AIM OF THE EXERCISE
Transcribe the full listing below exactly.

LISTED ENTRIES
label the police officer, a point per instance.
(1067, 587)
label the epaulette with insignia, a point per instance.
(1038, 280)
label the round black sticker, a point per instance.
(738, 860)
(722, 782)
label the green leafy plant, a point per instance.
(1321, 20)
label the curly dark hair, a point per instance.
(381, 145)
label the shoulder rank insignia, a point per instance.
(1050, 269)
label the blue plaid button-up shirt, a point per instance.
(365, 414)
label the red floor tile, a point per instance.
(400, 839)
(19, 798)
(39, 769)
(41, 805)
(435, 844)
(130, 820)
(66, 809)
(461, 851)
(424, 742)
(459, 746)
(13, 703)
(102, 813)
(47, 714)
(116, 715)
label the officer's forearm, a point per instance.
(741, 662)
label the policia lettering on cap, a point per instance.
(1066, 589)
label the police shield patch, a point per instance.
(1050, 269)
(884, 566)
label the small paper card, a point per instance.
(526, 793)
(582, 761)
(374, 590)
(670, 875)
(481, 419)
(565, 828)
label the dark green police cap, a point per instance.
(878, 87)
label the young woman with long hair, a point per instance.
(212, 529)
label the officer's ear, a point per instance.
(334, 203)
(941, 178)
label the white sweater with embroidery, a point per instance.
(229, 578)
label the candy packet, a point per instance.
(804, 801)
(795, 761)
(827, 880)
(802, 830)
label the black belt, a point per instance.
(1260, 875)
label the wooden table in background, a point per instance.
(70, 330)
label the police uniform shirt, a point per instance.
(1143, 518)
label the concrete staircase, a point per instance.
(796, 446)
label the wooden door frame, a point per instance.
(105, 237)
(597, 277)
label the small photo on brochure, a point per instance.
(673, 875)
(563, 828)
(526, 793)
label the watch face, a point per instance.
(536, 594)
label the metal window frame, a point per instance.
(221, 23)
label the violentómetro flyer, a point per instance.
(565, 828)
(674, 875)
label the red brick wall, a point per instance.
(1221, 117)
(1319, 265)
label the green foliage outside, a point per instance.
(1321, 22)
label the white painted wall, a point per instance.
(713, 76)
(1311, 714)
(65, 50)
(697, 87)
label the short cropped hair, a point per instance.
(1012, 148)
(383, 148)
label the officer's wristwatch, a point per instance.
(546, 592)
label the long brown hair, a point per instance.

FULL RESPONSE
label the police officer, a point per instance.
(1067, 587)
label the epaulette with insignia, a point per instance.
(1038, 280)
label the round black sticker, a point per instance.
(738, 860)
(722, 782)
label the green leafy plant, a point per instance.
(1321, 20)
label the curly dark hair, a point per instance.
(381, 145)
label the shoulder rank insignia, a point per instance.
(1050, 269)
label the blue plaid button-up shirt, a point per instance.
(365, 414)
label the red floor tile, a point per instance.
(400, 839)
(19, 798)
(39, 769)
(41, 805)
(435, 844)
(130, 820)
(66, 809)
(461, 851)
(424, 742)
(459, 746)
(13, 703)
(102, 813)
(47, 714)
(116, 715)
label the officer's forearm, a point per instance.
(741, 662)
label the policia lettering on cap, a point per instance.
(1066, 589)
label the police shield patch, a point per instance.
(1050, 269)
(884, 566)
label the small paper card, a point per instance.
(526, 793)
(582, 761)
(374, 590)
(670, 875)
(481, 419)
(565, 828)
label the dark green police cap, a point per instance.
(878, 87)
label the young woman with long hair, a point per instance.
(212, 529)
label the officer's ear, a point per instance.
(334, 203)
(941, 178)
label the white sweater with embroidery, a point per instance.
(229, 578)
label the candy packet, a point per instance.
(804, 801)
(795, 761)
(827, 880)
(802, 830)
label the black belt, a point per instance.
(1260, 875)
label the wooden table in background, a point per instance.
(70, 330)
label the police uniform shirt, a point per instance.
(1143, 518)
label the concrete staircase, a point per instance.
(796, 446)
label the wooden door frame, a point per instance.
(105, 237)
(597, 277)
label the small photo on brochure, a point per instance.
(673, 875)
(563, 828)
(526, 793)
label the watch face, a point per instance.
(536, 594)
label the metal window frame, a point per instance.
(221, 23)
label the violentómetro flyer, a point per instance.
(565, 828)
(674, 875)
label the red brick wall, a point per instance.
(1221, 117)
(1319, 265)
label the green foliage outside, a point per instance.
(1321, 22)
label the white painted wall, a point per instance.
(713, 76)
(1311, 714)
(65, 50)
(697, 87)
label the short cropped hair, a point per instance.
(1012, 148)
(383, 148)
label the officer's wristwatch, a point per instance.
(546, 592)
label the long brown hair, a point per instance.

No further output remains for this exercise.